▶ _Description of the task_
Pick out every line in the entries below that contains the word "field", matching case exactly, and copy each one.

▶ _Supplied material_

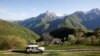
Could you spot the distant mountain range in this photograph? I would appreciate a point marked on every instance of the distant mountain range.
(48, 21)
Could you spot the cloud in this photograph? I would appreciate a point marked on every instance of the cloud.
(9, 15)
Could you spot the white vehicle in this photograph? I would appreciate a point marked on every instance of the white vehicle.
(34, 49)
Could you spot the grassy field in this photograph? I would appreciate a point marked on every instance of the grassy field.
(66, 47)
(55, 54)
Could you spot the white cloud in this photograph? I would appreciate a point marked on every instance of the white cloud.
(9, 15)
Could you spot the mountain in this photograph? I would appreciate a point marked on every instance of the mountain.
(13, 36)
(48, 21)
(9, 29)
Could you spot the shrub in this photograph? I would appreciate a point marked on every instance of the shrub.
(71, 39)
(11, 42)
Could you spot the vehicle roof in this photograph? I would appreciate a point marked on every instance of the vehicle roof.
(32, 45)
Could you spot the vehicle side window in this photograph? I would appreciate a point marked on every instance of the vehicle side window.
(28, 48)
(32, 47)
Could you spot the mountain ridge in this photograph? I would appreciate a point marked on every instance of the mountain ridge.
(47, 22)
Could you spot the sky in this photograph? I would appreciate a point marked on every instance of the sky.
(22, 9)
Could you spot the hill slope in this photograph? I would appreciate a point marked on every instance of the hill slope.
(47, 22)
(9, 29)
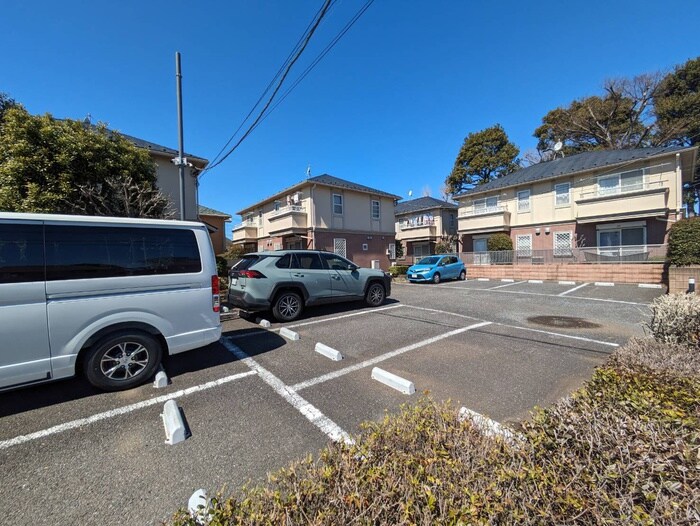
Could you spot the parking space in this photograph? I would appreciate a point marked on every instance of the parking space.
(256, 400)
==
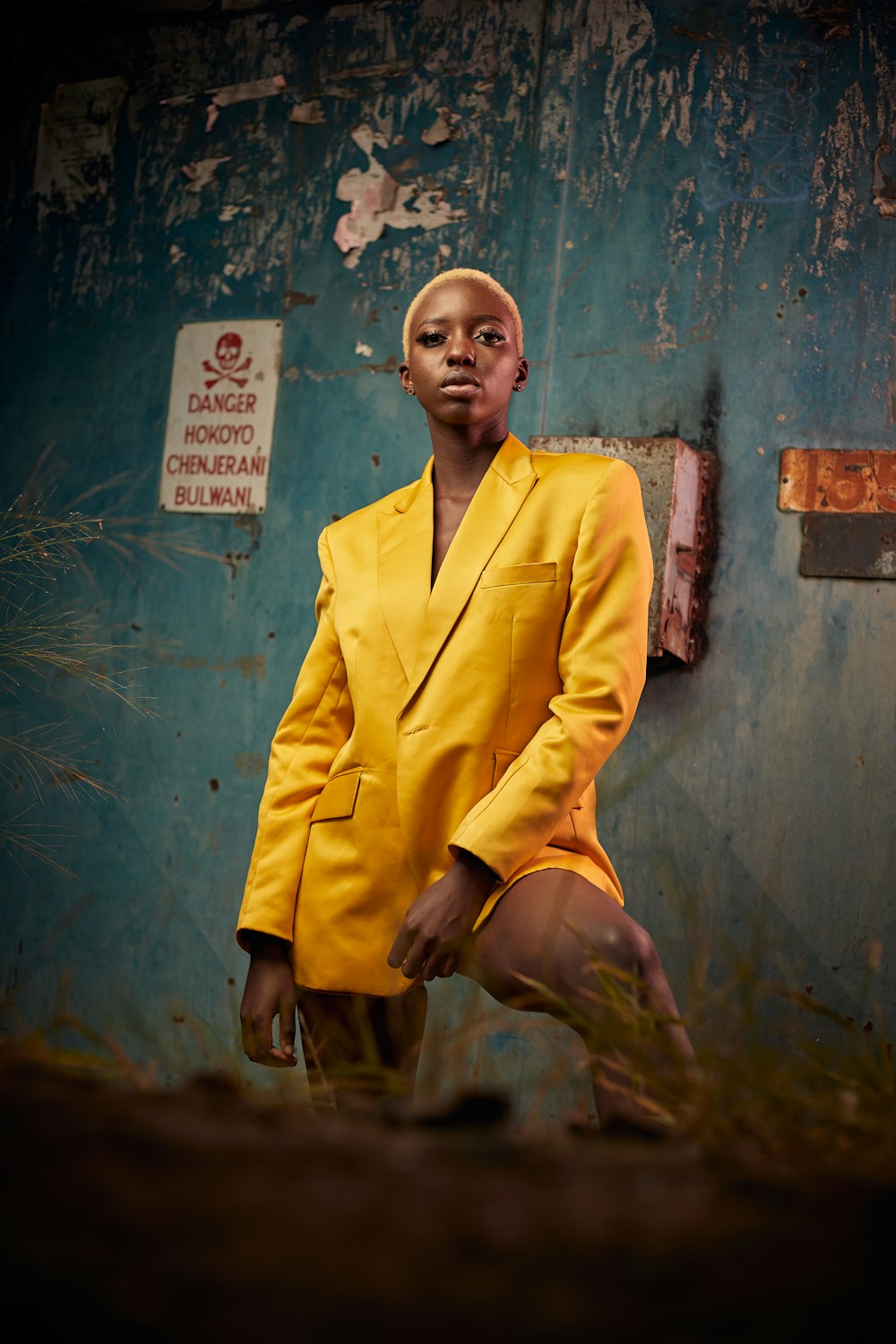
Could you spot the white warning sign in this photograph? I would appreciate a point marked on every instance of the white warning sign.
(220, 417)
==
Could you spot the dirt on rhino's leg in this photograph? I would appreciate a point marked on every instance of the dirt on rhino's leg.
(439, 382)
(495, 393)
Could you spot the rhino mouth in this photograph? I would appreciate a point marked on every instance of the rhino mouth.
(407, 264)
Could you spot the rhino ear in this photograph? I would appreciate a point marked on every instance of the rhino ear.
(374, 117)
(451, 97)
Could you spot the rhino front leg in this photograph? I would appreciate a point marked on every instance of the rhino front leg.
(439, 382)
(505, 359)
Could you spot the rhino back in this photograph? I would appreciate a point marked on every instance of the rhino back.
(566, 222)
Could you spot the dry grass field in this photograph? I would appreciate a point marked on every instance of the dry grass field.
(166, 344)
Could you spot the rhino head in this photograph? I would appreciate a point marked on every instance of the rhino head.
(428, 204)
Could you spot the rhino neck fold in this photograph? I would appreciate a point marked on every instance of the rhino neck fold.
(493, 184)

▶ _Solution_
Could you spot the grassy field in this photograph? I would appreciate a point marked on every instance of the grassy field.
Could you spot the dry grass field in this photograph? I would appreciate a point marked on every instance of the dry grass field.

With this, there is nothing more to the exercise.